Citez tel quel le passage de l'article sur le gaz naturel qui part des mots « Le gaz naturel a-t-il » et s'arrête après « des années 2020. ».

## EXTRAIT DU DOCUMENT
────────

Le gaz naturel a-t-il un rôle à jouer dans la transition énergétique? Moins polluant à l’usage que les autres énergies fossiles, il est toutefois de plus en plus critiqué par les ONG, et aussi désormais les investisseurs.

L’Agence internationale de l’énergie (AIE), qui vient de présenter sa somme annuelle sur l’avenir énergétique du monde, estime que le gaz a sa place dans un scénario compatible avec l’accord de Paris sur le climat.

Dans son scénario dit de « développement durable », la demande en pétrole et en charbon doit chuter rapidement tandis que le gaz naturel doit au contraire progresser de 10% jusqu’à la fin des années 2020.

Pour l’AIE, la mission principale de cette source d’énergie relativement bon marché et abondante est de se substituer au charbon, très polluant mais largement utilisé aujourd’hui pour produire de l’électricité, en particulier en Asie. De façon plus anecdotique, le gaz naturel liquéfié (GNL) peut aussi propulser des navires en remplacement du fioul.

La position de l’AIE, qui conseille des pays développés, est cependant violemment attaquée par certaines ONG de défense de l’environnement. Global Witness juge ainsi la position de l’agence « perverse » et appelle à réduire de près de moitié le recours au gaz sur la prochaine décennie.

« L’AIE doit se libérer de l’influence de l’industrie des énergies fossiles et des pays qui nient l’urgence climatique, comme les Etats-Unis », estime Murray Worthy, chargé de campagne pour l’ONG. « Les gouvernements ne doivent pas être trompés par des prévisions irresponsables d’une organisation de plus en plus discréditée, et plutôt travailler à l’extinction des champs de pétrole et de gaz existants, tout en cessant de chercher de nouvelles réserves. »

Signe que le rôle du gaz est controversé, la Banque européenne d’investissement (BEI) vient d’annoncer qu’elle cesserait de financer de nouveaux projets liés aux énergies fossiles, y compris le gaz, à partir de 2022. Une décision qui a suscité « l’opposition résolue » et « l’inquiétude » de l’Union internationale du gaz (IGU).

Énergie équivoque

Ces oppositions soulignent la nature équivoque du gaz naturel: c’est une énergie fossile qui émet du CO2 à la combustion, mais 30% de moins que le pétrole et moitié moins que le charbon, et elle s’avère moins néfaste pour la qualité de l’air.

Pour ses défenseurs, c’est une « énergie de transition », et les groupes pétroliers comme Total ou Shell en produisent d’ailleurs de plus en plus, lançant des projets prévus pour durer des décennies.

« Lors de sa combustion, le gaz relâche moins de CO2, d’oxydes d’azote et de soufre que le charbon et le pétrole. Le remplacement du charbon par du gaz a eu un impact profond sur la qualité de l’air dans le nord de la Chine avec un immense bénéfice sur la santé publique », souligne Nicholas Browne, du cabinet Wood Mackenzie.

────────

## DONNÉES FOURNIES
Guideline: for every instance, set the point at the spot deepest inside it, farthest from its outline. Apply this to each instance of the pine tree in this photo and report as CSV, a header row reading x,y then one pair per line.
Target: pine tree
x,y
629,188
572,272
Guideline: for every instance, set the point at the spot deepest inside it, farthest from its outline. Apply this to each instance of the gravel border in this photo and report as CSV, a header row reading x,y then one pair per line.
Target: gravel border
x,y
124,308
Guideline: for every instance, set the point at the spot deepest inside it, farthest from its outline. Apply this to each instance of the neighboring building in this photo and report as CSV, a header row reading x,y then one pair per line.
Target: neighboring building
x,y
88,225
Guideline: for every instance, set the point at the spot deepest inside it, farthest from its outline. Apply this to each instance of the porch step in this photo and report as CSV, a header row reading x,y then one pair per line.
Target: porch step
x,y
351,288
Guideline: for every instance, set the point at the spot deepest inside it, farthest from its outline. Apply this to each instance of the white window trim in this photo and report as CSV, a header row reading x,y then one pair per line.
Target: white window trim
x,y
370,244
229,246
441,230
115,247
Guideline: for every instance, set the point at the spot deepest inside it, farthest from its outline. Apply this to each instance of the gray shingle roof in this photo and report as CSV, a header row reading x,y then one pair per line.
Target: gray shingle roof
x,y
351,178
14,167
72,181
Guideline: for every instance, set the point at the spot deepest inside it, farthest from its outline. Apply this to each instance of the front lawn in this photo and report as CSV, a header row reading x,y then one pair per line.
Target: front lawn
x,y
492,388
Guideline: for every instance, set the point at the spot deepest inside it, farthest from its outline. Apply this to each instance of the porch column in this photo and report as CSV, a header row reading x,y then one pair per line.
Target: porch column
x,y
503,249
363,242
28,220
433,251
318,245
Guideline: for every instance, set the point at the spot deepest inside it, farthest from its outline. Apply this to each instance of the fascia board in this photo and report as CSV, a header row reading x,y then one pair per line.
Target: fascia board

────────

## RÉPONSE
Le gaz naturel a-t-il un rôle à jouer dans la transition énergétique? Moins polluant à l’usage que les autres énergies fossiles, il est toutefois de plus en plus critiqué par les ONG, et aussi désormais les investisseurs.

L’Agence internationale de l’énergie (AIE), qui vient de présenter sa somme annuelle sur l’avenir énergétique du monde, estime que le gaz a sa place dans un scénario compatible avec l’accord de Paris sur le climat.

Dans son scénario dit de « développement durable », la demande en pétrole et en charbon doit chuter rapidement tandis que le gaz naturel doit au contraire progresser de 10% jusqu’à la fin des années 2020.